- **Source text**:
+-------+

There are currently places in the US where parking lot micros absolutely dominate the listings. I won't mention any names, but how about the entire States of Florida and Texas? :) Seriously, is this due to widespread community concern over mobility impaired Geocachers? Are any of them hidden by people who can't afford a car or a lock-n-lock? It might take 10-15 years, but it's going to happen everywhere in the US and Canada.

 

Nope, I don't cache in Store parking lots, cause I know 99.9% of them have no permission while this website looks the other way. Sorry if you don't like that "blanket statement" What'd I miss? A few hex nuts bored out in a machine shop? A couple match containers dangling in a sewer grate with fishing line? :D

 

I do not consider some of the cachers I know as "statistically insignificant" and I know at least one reviewer does not think this either. Many hiders in Ontario have seen what happens when you publish a terrain 1 cache and do not enable the wheel chair accessible attribute. The reviewer will contact you to make sure that the terrain is correct and or enable the chair accessible attribute.

+-------+

- **Supplied information**:
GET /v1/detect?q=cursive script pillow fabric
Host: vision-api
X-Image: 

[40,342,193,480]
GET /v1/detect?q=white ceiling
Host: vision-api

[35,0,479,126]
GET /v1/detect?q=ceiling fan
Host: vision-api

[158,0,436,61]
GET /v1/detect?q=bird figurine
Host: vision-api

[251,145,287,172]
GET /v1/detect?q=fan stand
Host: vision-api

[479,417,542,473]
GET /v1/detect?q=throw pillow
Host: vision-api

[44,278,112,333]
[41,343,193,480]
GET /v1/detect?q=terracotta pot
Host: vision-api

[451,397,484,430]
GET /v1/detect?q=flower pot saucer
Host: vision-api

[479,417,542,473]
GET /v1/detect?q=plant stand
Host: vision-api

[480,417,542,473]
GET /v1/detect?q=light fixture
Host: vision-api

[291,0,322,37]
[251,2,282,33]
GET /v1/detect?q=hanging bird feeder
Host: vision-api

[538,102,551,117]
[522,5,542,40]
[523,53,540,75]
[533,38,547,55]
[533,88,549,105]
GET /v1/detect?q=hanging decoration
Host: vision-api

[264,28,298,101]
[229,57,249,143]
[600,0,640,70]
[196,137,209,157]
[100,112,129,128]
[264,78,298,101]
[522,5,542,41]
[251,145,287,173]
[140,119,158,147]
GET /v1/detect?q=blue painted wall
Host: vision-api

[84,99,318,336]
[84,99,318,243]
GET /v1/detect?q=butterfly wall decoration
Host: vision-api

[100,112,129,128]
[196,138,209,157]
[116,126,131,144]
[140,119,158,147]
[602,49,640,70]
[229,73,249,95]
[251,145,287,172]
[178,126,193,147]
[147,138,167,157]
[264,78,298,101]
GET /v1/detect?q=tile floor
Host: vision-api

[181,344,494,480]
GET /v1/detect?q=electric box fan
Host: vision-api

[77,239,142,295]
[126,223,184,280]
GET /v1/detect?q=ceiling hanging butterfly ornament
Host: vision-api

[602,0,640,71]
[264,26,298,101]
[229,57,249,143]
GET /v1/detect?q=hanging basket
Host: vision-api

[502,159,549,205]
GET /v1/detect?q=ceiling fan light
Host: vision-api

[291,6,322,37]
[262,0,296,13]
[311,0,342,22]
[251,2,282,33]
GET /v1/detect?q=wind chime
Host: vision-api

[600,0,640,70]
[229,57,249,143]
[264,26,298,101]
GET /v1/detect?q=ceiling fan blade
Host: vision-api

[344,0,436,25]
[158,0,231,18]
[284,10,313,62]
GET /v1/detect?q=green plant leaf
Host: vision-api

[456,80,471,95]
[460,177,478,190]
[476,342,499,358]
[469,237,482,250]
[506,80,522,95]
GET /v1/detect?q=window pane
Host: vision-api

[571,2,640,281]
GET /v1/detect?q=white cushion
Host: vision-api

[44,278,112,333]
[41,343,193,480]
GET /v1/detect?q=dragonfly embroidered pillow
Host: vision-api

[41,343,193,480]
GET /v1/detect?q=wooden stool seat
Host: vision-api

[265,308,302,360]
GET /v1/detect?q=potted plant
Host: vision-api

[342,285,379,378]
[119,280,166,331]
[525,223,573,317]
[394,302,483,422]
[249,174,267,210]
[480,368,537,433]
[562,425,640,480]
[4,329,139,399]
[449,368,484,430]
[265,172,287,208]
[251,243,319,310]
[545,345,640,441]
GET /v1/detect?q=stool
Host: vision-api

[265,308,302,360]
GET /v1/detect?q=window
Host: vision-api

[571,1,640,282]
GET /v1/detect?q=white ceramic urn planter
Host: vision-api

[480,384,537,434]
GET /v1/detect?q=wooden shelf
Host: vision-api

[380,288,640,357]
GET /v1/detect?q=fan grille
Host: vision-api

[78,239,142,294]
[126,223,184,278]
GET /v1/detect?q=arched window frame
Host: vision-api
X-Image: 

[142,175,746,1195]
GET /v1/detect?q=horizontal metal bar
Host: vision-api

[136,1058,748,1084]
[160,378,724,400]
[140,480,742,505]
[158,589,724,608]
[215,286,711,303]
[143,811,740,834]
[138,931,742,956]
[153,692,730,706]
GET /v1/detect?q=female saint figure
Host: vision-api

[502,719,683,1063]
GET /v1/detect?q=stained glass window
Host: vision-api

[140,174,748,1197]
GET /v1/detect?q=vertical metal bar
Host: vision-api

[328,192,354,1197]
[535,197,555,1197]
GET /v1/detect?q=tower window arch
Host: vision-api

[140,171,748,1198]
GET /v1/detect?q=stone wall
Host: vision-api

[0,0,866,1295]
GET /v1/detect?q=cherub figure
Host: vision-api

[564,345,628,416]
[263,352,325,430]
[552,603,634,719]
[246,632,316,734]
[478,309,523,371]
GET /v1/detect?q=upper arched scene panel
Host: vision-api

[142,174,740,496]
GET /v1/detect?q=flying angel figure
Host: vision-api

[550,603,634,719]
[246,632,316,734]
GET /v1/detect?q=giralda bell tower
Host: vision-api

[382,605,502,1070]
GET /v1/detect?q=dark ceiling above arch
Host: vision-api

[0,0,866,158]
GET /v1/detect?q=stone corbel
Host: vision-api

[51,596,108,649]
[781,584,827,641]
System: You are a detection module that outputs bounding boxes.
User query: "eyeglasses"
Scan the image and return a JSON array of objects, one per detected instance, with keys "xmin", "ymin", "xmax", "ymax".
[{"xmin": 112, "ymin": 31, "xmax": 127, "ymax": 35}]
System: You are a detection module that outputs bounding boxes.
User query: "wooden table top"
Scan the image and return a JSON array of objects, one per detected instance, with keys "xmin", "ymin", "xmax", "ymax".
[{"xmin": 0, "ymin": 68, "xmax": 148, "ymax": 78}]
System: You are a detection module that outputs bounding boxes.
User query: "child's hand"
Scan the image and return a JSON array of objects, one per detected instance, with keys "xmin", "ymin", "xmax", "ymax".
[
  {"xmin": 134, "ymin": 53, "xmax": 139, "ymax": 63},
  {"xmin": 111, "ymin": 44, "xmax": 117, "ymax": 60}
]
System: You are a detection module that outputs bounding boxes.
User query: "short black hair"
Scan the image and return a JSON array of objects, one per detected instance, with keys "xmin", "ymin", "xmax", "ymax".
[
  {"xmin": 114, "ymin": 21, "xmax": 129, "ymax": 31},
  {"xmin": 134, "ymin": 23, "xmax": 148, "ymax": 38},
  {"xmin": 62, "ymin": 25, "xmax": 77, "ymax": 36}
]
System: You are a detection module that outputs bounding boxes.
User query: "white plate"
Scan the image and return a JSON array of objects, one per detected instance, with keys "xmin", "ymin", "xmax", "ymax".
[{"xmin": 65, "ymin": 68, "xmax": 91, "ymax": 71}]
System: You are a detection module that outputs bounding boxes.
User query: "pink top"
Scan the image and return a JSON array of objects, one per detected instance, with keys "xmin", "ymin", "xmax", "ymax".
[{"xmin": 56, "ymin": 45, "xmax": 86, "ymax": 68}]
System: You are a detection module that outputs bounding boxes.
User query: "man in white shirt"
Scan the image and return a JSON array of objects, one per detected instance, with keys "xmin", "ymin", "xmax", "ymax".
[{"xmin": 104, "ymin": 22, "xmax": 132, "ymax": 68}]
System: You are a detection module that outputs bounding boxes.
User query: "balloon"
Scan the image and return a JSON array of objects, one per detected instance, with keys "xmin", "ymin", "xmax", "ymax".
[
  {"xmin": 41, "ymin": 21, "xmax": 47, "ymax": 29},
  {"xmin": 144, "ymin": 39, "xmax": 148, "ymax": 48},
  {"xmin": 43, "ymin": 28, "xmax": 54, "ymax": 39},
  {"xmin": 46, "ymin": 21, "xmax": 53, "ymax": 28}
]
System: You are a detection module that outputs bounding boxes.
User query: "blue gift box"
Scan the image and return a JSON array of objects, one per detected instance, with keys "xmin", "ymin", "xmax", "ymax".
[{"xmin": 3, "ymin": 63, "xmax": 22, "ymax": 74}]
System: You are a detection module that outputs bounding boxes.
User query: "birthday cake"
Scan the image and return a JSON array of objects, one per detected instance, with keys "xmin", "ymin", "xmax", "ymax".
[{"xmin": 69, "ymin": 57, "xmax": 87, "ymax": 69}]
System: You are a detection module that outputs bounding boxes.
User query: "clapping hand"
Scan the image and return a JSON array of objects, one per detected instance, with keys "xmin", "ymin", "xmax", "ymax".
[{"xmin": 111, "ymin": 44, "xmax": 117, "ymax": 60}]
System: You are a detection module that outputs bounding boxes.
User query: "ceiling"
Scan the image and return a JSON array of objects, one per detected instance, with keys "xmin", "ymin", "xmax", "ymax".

+-------+

- **What to do**:
a: Render the records as a two-column CSV with the columns "label" and "boxes", one row per request, holding its text and its answer, each in a single quoted field with line breaks replaced by spaces. Begin at the first line of the records and stop after the line containing "[533,88,549,105]".
b: Extend the forum discussion about parking lot micro geocaches, picking up after its last sentence.

- **Answer set**:
a:
label,boxes
"GET /v1/detect?q=cursive script pillow fabric Host: vision-api X-Image:","[40,342,193,480]"
"GET /v1/detect?q=white ceiling Host: vision-api","[35,0,479,126]"
"GET /v1/detect?q=ceiling fan Host: vision-api","[158,0,436,61]"
"GET /v1/detect?q=bird figurine Host: vision-api","[251,145,287,172]"
"GET /v1/detect?q=fan stand Host: vision-api","[479,417,542,473]"
"GET /v1/detect?q=throw pillow Host: vision-api","[44,278,112,333] [41,343,193,480]"
"GET /v1/detect?q=terracotta pot Host: vision-api","[451,397,484,430]"
"GET /v1/detect?q=flower pot saucer Host: vision-api","[479,417,542,473]"
"GET /v1/detect?q=plant stand Host: vision-api","[480,417,542,473]"
"GET /v1/detect?q=light fixture Host: vision-api","[291,0,322,37] [251,2,282,33]"
"GET /v1/detect?q=hanging bird feeder Host: vision-api","[538,102,551,117] [522,5,542,40] [523,53,540,75] [533,38,547,55] [533,88,549,105]"

b:
 

Terrain 1 = HANDICAP friendly, NOT wheelchair friendly...says so right on the rating system.

Wheelchair Accessible Attribute = Can someone who is in a wheelchair retrieve the cache?

 

I have placed a Terrain 1 cache where the cacher does not have to leave the pavement, yet someone in a wheelchair would not be able to retrieve the cache, but a handicapped person would have no problem retrieving it. Not everyone that is handicapped uses a wheelchair.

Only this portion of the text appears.